■ Job ■
Rewrite all of the rows below as a numbered list, leaving out any blank lines.

■ The records ■
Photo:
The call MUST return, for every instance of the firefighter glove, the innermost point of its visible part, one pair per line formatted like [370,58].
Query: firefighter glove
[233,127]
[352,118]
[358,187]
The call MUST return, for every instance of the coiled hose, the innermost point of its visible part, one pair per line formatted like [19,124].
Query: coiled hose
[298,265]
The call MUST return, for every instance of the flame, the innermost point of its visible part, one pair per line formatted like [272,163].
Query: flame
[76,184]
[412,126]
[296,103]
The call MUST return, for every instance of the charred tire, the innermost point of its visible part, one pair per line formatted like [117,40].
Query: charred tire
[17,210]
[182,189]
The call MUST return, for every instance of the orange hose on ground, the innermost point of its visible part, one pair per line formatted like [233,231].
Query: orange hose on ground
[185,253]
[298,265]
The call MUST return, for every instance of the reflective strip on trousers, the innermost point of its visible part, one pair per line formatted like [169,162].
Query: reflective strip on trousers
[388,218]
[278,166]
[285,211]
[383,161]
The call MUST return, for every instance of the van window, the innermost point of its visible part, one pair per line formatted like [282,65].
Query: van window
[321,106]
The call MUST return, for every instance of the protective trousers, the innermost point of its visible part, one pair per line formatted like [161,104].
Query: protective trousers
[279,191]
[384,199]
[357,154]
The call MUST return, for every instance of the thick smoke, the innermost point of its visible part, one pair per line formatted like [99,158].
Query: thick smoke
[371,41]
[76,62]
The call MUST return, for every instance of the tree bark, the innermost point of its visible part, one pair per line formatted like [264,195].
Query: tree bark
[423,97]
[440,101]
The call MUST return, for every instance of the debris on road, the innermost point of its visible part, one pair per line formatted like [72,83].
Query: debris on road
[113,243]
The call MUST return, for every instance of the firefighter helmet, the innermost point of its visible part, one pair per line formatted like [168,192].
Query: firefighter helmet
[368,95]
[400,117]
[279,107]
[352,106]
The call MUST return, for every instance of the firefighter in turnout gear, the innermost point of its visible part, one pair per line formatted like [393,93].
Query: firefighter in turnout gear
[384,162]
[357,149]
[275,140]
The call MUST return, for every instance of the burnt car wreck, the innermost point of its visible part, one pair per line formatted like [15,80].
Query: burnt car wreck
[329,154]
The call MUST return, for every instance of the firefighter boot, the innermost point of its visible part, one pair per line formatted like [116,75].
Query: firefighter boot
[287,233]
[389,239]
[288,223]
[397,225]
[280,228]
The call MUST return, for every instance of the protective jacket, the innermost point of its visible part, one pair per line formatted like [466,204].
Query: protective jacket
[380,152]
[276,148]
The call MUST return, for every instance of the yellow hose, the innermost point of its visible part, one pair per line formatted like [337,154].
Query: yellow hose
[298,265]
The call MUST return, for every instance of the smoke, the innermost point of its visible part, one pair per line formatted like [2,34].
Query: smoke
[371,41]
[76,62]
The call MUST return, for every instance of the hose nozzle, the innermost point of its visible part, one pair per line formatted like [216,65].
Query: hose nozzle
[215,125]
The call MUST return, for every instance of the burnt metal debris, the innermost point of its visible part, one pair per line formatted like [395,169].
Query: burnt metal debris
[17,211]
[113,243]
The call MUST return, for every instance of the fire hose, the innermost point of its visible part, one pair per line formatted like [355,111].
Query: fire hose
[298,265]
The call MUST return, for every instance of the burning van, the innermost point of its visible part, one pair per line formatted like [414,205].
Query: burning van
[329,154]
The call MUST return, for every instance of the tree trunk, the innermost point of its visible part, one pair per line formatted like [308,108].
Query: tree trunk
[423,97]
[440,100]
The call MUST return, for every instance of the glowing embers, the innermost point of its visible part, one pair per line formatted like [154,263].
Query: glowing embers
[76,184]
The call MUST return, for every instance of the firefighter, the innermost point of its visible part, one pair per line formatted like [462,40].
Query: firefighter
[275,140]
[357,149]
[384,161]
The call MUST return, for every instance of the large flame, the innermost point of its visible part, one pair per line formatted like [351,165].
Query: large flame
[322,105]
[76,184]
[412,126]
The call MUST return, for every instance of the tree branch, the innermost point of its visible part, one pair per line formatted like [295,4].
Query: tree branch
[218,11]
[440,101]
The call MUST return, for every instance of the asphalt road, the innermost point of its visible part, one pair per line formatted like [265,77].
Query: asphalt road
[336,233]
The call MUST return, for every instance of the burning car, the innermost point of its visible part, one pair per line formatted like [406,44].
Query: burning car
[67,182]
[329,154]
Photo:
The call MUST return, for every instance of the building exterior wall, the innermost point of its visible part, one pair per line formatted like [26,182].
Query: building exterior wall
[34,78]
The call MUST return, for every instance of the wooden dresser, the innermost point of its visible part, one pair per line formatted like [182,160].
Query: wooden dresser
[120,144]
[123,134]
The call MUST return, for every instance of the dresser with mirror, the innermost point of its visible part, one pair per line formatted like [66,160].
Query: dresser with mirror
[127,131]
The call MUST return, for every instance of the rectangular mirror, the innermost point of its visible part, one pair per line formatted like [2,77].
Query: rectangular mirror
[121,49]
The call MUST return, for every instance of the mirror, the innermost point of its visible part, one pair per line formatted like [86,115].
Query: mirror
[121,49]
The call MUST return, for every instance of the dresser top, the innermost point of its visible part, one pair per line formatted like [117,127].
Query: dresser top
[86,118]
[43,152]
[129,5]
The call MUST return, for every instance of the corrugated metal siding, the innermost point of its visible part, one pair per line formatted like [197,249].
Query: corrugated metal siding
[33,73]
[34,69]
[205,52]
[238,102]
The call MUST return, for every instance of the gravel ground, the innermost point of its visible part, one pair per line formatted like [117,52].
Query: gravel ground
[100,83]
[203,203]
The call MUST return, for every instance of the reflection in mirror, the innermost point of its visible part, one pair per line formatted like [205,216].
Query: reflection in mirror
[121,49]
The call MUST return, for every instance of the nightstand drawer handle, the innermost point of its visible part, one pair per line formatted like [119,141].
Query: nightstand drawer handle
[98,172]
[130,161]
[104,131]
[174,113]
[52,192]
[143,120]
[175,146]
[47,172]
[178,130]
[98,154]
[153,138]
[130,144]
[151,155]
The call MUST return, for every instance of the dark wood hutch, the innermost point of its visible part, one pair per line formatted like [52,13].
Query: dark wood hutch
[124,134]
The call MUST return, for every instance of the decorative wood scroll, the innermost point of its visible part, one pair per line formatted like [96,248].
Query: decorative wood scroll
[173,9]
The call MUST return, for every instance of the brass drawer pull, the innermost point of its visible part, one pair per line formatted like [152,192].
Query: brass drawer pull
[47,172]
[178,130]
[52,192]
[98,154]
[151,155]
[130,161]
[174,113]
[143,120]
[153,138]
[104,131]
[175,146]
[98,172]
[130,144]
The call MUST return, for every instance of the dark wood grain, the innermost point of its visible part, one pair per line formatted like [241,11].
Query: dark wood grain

■ Answer in full ■
1. Photo:
2. The call MUST return, for every instance of the firefighter glove, the innermost point of its visible part, one pair per line formatted like [370,58].
3. Query: firefighter glove
4. [233,127]
5. [352,118]
6. [358,187]
7. The call MUST return, for every instance of the coiled hose, the innermost point of its visible part, one pair per line formatted like [19,124].
8. Query: coiled hose
9. [298,265]
10. The call MUST return, for every instance of the flame, the innermost point of its visible part, one pair per line formatted like [272,163].
11. Query: flame
12. [76,184]
13. [412,126]
14. [296,103]
15. The call MUST return, for every instance of the charred tire, the innermost point of its visible part, one pair per line formatted like [117,40].
16. Query: charred tire
17. [17,210]
18. [182,189]
19. The call MUST return, for every instance of the orange hose on ground, the innermost point of its visible part, one pair per line formatted like [233,231].
20. Query: orange hose on ground
21. [185,253]
22. [298,265]
23. The call MUST return, for every instance of the reflective strip on trousers, the innermost point of its visible part, one pair per line formatted like [169,162].
24. Query: reflective strip on trousers
25. [388,218]
26. [278,166]
27. [285,211]
28. [383,161]
29. The call MUST return, for every instance of the van window, the innermost point of its visible part, one pair per line formatted like [282,65].
30. Query: van window
31. [321,106]
32. The call MUST return, for every instance of the protective trousers, the innermost point of its visible part, one pair per line formatted like [161,104].
33. Query: protective trousers
34. [279,191]
35. [384,199]
36. [357,154]
37. The call MUST return, for every instance of the thick smoke, the innermost point of its visible part, one pair per line formatted like [99,158].
38. Query: thick smoke
39. [371,41]
40. [76,62]
41. The call MUST return, for every instance of the tree bark, the innermost point of its visible part, one pair per line formatted like [264,195].
42. Query: tree bark
43. [423,97]
44. [440,101]
45. The call MUST return, for every instance of the debris on road, the innermost point of its visible part, one pair per line formatted like [72,83].
46. Query: debris on road
47. [113,243]
48. The call MUST return, for every instance of the firefighter helmet, the innermost point of its visible part, one pair per line formatted like [168,192].
49. Query: firefighter helmet
50. [368,95]
51. [400,117]
52. [279,107]
53. [352,106]
54. The call MUST return, for every instance of the firefighter in turnout gear, the innermost point of its visible part, one pair per line formatted like [393,93].
55. Query: firefighter in turnout gear
56. [384,162]
57. [357,149]
58. [275,140]
59. The call MUST return, for every instance of the burnt car wreck, the innermost point of its visible part, one pair per line formatted like [15,80].
60. Query: burnt car wreck
61. [329,154]
62. The call MUST return, for every instance of the firefighter boot, the innermost point of its visible part, one pair per line formatted like [116,75].
63. Query: firefighter boot
64. [287,233]
65. [389,239]
66. [288,223]
67. [397,225]
68. [280,228]
69. The call MUST return, for every instance of the protective jacket, the innermost point of its visible part, one pair per line formatted like [466,204].
70. Query: protective jacket
71. [380,152]
72. [276,148]
73. The call MUST return, for every instance of the yellow hose, the innermost point of its visible part, one pair per line formatted like [337,154].
74. Query: yellow hose
75. [298,265]
76. The call MUST return, for every instance of the smoke, the innermost point of its visible part, one pair per line formatted like [2,34].
77. Query: smoke
78. [371,41]
79. [76,62]
80. The call MUST return, for every instance of the hose nozzle, the innermost point of its visible part, one pair per line formatted like [216,65].
81. Query: hose nozzle
82. [215,125]
83. The call MUST return, for every instance of the burnt metal debris, the innermost point of its visible part, one pair per line formatted like [395,169].
84. Query: burnt metal debris
85. [17,211]
86. [113,243]
87. The call MUST return, for every instance of the fire hose, the innermost point of its visible part, one pair per line formatted like [355,111].
88. Query: fire hose
89. [298,265]
90. The call MUST return, for every instance of the burning van, the innermost point of its visible part, one pair per line formatted like [414,205].
91. Query: burning van
92. [329,154]
93. The call MUST return, for every instance of the tree trunk, the innermost point of its visible part, one pair per line formatted like [308,108].
94. Query: tree trunk
95. [423,97]
96. [440,100]
97. The call MUST return, for every instance of the glowing embers, the innermost point of its visible part, one pair per line formatted like [154,263].
98. Query: glowing embers
99. [76,184]
100. The call MUST return, for every instance of the firefighter, the innermost point of its visible part, one pair per line formatted like [462,40].
101. Query: firefighter
102. [275,140]
103. [357,149]
104. [384,161]
105. The call MUST return, for every instance of the large flame, the innermost point of its visible part, one pair per line formatted like [351,165].
106. Query: large flame
107. [322,105]
108. [76,184]
109. [412,126]
110. The call MUST return, for every instance of the tree branch, the innermost point of its visible part, one pair per line formatted like [295,4].
111. Query: tree branch
112. [218,11]
113. [440,101]
114. The call MUST return, for every instance of the asphalt road, the innermost point of its visible part, one pair per line formatted like [265,77].
115. Query: asphalt road
116. [336,233]
117. The call MUST return, for every instance of the burning car, the innermost point of its visible part, one pair per line formatted like [406,44].
118. Query: burning car
119. [67,182]
120. [329,154]
121. Photo:
122. The call MUST return, for every instance of the building exterior wall, the innermost point of its visible part, one pair per line formatted like [26,182].
123. Query: building exterior wall
124. [34,78]
125. The call MUST return, for every instance of the wooden dresser, the innermost point of its visible part, one pair per line formatted like [182,160].
126. Query: wooden dresser
127. [120,144]
128. [123,134]
129. The call MUST return, for every instance of the dresser with mirror, the innermost point of its visible part, one pair per line formatted like [66,160].
130. Query: dresser with mirror
131. [127,131]
132. The call MUST return, for every instance of the rectangular mirror, the innermost point of its visible part, one pair per line formatted like [2,77].
133. Query: rectangular mirror
134. [121,49]
135. The call MUST return, for every instance of the mirror, the innermost point of its visible part, one pair per line formatted like [86,115].
136. Query: mirror
137. [121,49]
138. The call MUST return, for every instance of the dresser top, the innermost point of its visible part, one pair per line formatted like [117,127].
139. Query: dresser top
140. [86,118]
141. [43,152]
142. [129,5]
143. The call MUST return, for every instance of the corrugated metal siding, the innermost point of its visible part, one pair per line formatted like [197,249].
144. Query: corrugated metal siding
145. [33,73]
146. [34,69]
147. [205,52]
148. [238,102]
149. The call MUST return, for every instance of the gravel ground, the innermost point of its visible part, one pair per line formatted like [117,52].
150. Query: gravel ground
151. [100,83]
152. [203,203]
153. The call MUST return, for every instance of the reflection in mirror, the innermost point of its visible part, one pair per line formatted like [205,216].
154. Query: reflection in mirror
155. [121,49]
156. The call MUST return, for every instance of the nightstand drawer handle, the innermost point of its visible part, one pair per line formatted like [119,141].
157. Query: nightstand drawer handle
158. [98,172]
159. [130,161]
160. [104,131]
161. [174,113]
162. [52,192]
163. [143,120]
164. [175,146]
165. [47,172]
166. [178,130]
167. [98,154]
168. [153,138]
169. [130,144]
170. [151,155]
171. The call MUST return, for every instance of the dark wood hutch, the innermost point of its visible part, one pair per line formatted like [52,13].
172. Query: dark wood hutch
173. [124,134]
174. The call MUST return, for every instance of the decorative wood scroll, the innermost point of its visible part, one pair per line formatted like [96,248].
175. Query: decorative wood scroll
176. [173,9]
177. The call MUST return, for every instance of the brass drawer pull, the innermost point of its visible part, one pair per line formatted like [152,192].
178. Query: brass drawer pull
179. [47,172]
180. [178,130]
181. [52,192]
182. [98,154]
183. [151,155]
184. [130,161]
185. [174,113]
186. [143,120]
187. [153,138]
188. [104,131]
189. [175,146]
190. [98,172]
191. [130,144]
192. The call MUST return, for every instance of the dark wood grain, the innermost point of its visible part, one pair per line formatted like [241,11].
193. Query: dark wood grain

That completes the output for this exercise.